→ **SUPPLIED TEXT**:
====
When people can’t drink coffee, they go to amazing lengths to find something &...
Coffee – just the word conjures up the amazingly potent, energizing aroma, the aura of relaxing with friends over a steaming cup of java, the allure of the tropical lands where the coffee cherries grow. But there’s a whole lot more to the world’s favorite brew than the sweet liquid gold in the cup. As one of the most traded commodities in the world, the humble coffee bean has been the bedrock of trading empires and the inspiration for more than one feat of espionage. It’s been known as the devil’s brew, and banned by churches and governments alike. No matter how much you know about coffee, though, chances are you’ll still find something you didn’t know in this round up of ten fun coffee facts that you probably didn’t know.
1. Coffee shops are hotbeds of revolution.
====
→ **RECORDED DATA**:
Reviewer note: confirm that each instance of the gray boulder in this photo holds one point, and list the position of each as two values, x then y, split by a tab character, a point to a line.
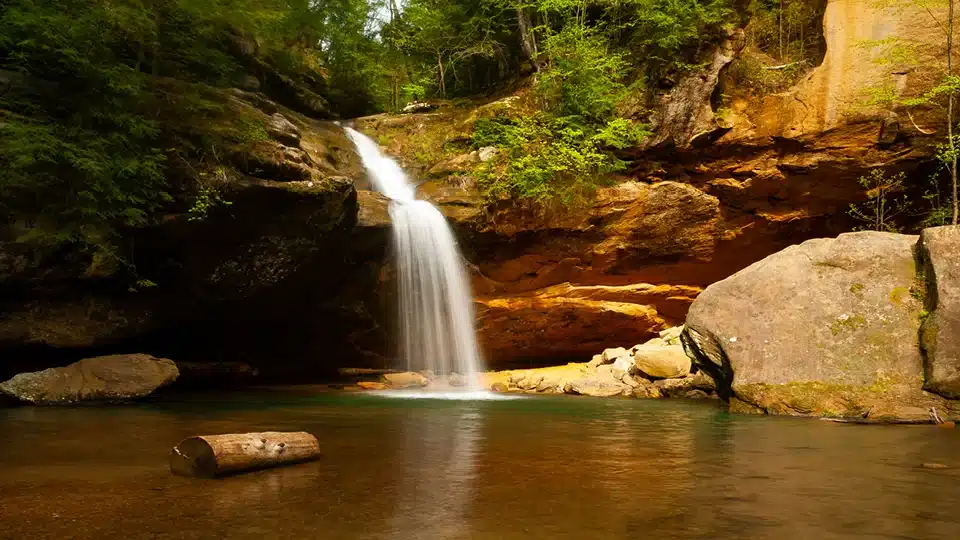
106	378
828	327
====
→ **THE EXERCISE**:
Render the following sentence from the coffee text in Spanish: "It's been known as the devil's brew, and banned by churches and governments alike."

→ **CORRECT OUTPUT**:
Se le ha conocido como el brebaje del diablo, y ha sido prohibido tanto por iglesias como por gobiernos.